**TEXTE FOURNI**

╔══

Dans le chapitre qui lui est dédiée, le CECRL caractérise la perspective actionnelle de la manière suivante4 : « La perspective privilégiée ici est, très généralement aussi, de type actionnel en ce qu’elle considère avant tout l’usager et l’apprenant d’une langue comme des acteurs sociaux ayant à accomplir des tâches (qui ne sont pas seulement langagières) dans des circonstances et un environnement donné, à l’intérieur d’une domaine d’action particulier. Si les actes de parole se réalisent dans des actions langagières, celles-ci s’inscrivent elles-mêmes à l’intérieur d’actions en contexte social qui seules leur donnent leur pleine signification ».
Trois points principaux sont à extraire de ce texte :
– l’apprentissage d’une langue et son usage sont à distinguer spécifiquement.
– les tâches visant à assimiler l’emploi d’une LVE ne sont pas uniquement de nature langagièr.
– les actes de paroles n’ont de sens que dans le cadre élargi des interactions sociales.
Afin de saisir la pleine mesure de cette énonciation, une brève mise en perspective historique est à nouveau nécessaire. Durant les années 1980-1990, l’approche quasi unique de l’apprentissage des LVE était l’approche dite « communicative ». Celle-ci considérait cet apprentissage comme un élément uniquement langagier ; son ressort principal était ainsi de placer les élèves dans des situations de communication classiques afin de les faire échanger entre eux, cet échange verbal étant considéré comme le moteur et donc le sens même de leur apprentissage. La perspective actionnelle, apparue au début des années 2000, représente ainsi un changement de paradigme, dans la mesure où elle se propose d’inclure les élèves dans un cadre plus large, le cadre « social », et ainsi d’augmenter le nombre de leviers d’apprentissage possibles. A ce sujet, le CECRL précise5 : « Il y a « tâche » dans la mesure où l’action est le fait d’un (ou de plusieurs) sujet(s) qui y mobilise(nt) stratégiquement les compétences dont il(s) dispose(nt) en vue de parvenir à un résultat déterminé. La perspective actionnelle prend donc aussi en compte les ressources cognitives, affectives, volitives et l’ensemble des capacités que possède et met en oeuvre l’acteur social ». Christian Puren a pu lui aussi énoncer trois principes6 concernant cette perspective actionnelle et qui se recoupent avec ceux énoncés précédemment :
– la communication ne suffit pas pour l’action sociale et peut même la gêner.
– c’est l’action sociale qui détermine la communication.
– c’est l’action commune, et non la simple communication, qui est la condition d’une véritable compréhension de l’autre.
Pour illustrer ces propos, il donne un exemple concret : « L’agir de référence de l’approche communicative était un « agir sur l’autre » par la langue. Dans une prise de contact initiale, il s’agit par exemple de se présenter, demander, informer etc., c’est-à-dire de réaliser des actes de parole accompagnés des notions indispensables (en l’occurrence l’identité, le lieu, la date etc.). Or l’agir de référence annoncé dans ce texte du CECRL est l’action sociale, c’est-à-dire un « agir avec l’autre » (par la langue ou autrement) dans lequel les actes de parole ne sont qu’un moyen. Ainsi, « passer une soirée chez de nouveaux amis » va certes impliquer de se présenter, mais cet acte de parole n’est qu’un moyen au service d’un des objectifs sociaux de la soirée, qui est de faire connaissance ».

╚══

**TRAVAIL À FAIRE**
1. Répondez aux questions suivantes à partir du texte sur la perspective actionnelle :
(a) Quelle approche de l'apprentissage des LVE était quasi unique durant les années 1980-1990 ?
(b) À quelle période la perspective actionnelle est-elle apparue ?
(c) Dans l'exemple de Christian Puren, quel objectif social de la soirée chez de nouveaux amis est cité ?
2. Recopiez à l'identique le passage du texte sur la perspective actionnelle compris entre « Trois points principaux » et « de nature langagièr. », ces deux passages inclus.

**MATÉRIEL FOURNI**
╔══

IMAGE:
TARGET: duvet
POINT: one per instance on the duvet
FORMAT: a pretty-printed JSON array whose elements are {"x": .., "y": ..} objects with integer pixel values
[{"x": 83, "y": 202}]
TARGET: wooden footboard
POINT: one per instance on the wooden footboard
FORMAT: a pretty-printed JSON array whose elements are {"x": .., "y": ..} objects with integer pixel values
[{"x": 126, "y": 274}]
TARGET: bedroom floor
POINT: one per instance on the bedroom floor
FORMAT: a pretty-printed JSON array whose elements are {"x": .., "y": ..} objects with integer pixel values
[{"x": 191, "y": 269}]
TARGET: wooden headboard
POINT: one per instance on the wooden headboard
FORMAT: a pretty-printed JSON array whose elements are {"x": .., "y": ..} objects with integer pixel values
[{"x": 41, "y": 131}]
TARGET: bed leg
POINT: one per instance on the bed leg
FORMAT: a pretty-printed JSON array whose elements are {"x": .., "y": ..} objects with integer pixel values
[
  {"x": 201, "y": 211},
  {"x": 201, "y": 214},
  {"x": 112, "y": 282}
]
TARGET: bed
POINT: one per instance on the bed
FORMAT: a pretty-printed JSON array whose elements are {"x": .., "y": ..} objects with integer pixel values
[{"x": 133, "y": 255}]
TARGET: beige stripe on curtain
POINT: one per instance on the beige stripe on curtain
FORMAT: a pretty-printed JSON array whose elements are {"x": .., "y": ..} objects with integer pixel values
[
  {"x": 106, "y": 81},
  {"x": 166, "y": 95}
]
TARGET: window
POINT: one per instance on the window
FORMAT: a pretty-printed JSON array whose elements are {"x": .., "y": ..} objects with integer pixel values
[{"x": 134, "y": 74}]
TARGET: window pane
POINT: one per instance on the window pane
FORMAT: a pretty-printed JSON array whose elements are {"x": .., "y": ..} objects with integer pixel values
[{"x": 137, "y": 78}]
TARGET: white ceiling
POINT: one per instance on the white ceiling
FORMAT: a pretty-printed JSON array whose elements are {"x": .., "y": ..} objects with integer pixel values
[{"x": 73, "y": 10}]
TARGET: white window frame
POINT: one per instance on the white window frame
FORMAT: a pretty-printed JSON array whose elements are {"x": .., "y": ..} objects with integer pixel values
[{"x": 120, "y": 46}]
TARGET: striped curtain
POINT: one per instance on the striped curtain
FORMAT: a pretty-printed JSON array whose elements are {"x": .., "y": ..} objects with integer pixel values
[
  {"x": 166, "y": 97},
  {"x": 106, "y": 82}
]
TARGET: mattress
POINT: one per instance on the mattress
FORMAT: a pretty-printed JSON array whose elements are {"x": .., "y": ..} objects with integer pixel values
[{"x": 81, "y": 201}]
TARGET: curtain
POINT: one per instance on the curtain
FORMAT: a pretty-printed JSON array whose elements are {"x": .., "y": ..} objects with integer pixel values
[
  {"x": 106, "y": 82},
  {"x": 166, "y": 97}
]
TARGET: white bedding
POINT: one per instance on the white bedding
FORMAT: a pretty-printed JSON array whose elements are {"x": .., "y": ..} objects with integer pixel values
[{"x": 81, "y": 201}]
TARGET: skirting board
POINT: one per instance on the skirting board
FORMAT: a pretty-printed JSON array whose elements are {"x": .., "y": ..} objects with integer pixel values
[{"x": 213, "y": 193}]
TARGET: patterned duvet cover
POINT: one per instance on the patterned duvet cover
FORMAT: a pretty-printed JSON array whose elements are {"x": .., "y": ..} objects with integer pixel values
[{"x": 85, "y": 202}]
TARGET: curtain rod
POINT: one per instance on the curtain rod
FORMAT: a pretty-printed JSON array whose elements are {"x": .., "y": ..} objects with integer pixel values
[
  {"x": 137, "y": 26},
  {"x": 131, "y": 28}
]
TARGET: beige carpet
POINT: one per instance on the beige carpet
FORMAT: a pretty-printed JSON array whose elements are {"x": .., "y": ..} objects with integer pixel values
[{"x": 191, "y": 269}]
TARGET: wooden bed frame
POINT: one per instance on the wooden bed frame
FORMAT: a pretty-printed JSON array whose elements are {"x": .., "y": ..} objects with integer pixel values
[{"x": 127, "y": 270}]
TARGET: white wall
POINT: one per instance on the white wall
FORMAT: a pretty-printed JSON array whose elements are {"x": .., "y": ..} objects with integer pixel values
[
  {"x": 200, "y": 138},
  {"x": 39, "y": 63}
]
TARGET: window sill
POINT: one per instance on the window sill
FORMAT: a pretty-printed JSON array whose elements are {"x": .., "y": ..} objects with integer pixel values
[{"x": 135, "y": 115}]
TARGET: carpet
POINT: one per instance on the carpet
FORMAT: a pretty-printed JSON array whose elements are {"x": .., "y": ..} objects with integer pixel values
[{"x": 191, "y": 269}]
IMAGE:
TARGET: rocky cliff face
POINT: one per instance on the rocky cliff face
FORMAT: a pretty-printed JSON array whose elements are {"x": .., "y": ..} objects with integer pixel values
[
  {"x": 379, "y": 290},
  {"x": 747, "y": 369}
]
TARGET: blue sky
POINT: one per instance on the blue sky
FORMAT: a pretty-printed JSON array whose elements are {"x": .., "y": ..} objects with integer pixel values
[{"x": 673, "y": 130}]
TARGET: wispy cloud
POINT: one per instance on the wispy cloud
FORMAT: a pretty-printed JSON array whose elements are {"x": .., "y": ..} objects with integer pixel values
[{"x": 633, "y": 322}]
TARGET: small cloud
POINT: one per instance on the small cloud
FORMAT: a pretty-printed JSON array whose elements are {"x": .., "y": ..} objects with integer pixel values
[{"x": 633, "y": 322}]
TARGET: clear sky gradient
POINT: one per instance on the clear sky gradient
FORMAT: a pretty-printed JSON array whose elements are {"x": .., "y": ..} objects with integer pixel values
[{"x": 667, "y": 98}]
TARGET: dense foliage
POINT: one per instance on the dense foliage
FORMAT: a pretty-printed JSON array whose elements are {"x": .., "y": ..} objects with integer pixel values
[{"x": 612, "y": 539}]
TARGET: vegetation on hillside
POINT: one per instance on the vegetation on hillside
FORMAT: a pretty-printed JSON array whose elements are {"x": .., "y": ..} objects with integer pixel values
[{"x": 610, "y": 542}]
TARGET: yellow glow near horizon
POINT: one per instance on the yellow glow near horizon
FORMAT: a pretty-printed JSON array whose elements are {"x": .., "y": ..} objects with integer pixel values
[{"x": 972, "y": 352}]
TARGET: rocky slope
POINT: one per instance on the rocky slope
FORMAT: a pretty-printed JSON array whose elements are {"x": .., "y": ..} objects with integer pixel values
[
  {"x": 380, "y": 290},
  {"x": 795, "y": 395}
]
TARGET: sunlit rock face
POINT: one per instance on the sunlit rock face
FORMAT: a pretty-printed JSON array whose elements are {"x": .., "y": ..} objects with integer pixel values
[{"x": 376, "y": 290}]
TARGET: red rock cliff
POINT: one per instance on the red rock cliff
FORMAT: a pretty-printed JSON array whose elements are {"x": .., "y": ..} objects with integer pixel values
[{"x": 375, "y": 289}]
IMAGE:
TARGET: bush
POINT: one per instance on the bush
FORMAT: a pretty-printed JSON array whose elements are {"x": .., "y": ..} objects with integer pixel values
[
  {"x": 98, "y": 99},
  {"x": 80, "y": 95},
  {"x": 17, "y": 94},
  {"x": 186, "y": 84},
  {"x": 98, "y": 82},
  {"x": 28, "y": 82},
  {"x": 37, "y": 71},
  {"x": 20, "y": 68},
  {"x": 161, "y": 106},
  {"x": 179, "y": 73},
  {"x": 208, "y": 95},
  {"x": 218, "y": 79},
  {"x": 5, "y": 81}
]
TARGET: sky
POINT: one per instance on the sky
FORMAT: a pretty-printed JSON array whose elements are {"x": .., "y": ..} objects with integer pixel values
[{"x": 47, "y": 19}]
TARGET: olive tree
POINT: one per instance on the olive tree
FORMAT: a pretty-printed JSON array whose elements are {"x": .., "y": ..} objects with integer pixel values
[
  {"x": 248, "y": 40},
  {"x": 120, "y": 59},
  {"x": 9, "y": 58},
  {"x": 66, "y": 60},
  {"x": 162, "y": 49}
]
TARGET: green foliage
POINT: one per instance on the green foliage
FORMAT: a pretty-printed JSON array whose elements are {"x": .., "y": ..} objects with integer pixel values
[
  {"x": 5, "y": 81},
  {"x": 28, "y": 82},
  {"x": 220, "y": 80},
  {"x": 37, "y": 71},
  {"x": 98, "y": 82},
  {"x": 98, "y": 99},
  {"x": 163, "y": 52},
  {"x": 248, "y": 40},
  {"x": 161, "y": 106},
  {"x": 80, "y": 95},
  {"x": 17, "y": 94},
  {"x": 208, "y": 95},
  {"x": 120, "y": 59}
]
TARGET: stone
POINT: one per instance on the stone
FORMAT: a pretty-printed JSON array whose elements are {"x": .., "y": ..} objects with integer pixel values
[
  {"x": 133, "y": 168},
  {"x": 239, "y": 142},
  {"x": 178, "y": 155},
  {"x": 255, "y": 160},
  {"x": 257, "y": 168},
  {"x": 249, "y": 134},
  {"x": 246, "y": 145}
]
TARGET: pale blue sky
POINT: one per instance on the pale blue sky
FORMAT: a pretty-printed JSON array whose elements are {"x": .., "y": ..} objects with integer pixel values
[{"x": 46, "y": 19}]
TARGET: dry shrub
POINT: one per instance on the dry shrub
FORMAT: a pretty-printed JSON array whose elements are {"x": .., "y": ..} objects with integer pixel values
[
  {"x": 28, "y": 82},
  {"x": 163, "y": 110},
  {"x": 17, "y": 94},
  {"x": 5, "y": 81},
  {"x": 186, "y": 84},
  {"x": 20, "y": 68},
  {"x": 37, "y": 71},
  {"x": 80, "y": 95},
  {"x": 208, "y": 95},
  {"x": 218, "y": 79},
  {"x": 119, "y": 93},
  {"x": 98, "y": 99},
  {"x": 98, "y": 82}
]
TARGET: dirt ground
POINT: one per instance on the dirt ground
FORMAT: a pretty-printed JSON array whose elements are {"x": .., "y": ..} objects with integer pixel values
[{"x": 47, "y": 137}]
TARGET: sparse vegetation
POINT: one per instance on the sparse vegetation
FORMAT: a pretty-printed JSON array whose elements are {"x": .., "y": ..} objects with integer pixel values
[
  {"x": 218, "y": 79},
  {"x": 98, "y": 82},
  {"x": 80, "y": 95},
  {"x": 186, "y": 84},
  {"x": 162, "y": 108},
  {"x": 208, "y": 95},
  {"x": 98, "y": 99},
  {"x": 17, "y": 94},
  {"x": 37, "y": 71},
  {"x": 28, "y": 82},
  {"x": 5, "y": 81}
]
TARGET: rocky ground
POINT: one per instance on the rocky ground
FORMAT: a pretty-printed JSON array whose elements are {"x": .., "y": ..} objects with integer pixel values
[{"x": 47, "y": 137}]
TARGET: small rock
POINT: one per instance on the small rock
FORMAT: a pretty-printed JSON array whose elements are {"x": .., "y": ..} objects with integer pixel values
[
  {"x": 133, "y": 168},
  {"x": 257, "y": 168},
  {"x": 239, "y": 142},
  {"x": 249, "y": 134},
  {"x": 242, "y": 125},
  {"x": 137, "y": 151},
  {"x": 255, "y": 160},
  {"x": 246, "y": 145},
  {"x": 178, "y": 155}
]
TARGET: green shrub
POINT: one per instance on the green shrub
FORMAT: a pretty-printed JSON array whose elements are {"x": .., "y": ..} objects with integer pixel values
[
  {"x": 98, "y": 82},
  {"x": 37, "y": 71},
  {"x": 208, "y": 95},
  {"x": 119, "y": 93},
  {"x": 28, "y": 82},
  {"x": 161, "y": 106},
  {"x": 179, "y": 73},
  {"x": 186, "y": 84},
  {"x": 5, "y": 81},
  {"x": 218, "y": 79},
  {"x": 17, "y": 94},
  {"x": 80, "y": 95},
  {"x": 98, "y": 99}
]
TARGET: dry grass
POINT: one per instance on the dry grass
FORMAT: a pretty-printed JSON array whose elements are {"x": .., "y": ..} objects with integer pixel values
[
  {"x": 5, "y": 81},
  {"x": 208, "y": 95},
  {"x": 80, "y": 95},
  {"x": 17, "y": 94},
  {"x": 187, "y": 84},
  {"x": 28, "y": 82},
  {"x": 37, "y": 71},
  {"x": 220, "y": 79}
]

╚══

**CORRIGÉS DÉTAILLÉS**
1.
(a) L'approche dite « communicative ».
(b) Au début des années 2000.
(c) Faire connaissance.

2.
Trois points principaux sont à extraire de ce texte :
– l’apprentissage d’une langue et son usage sont à distinguer spécifiquement.
– les tâches visant à assimiler l’emploi d’une LVE ne sont pas uniquement de nature langagièr.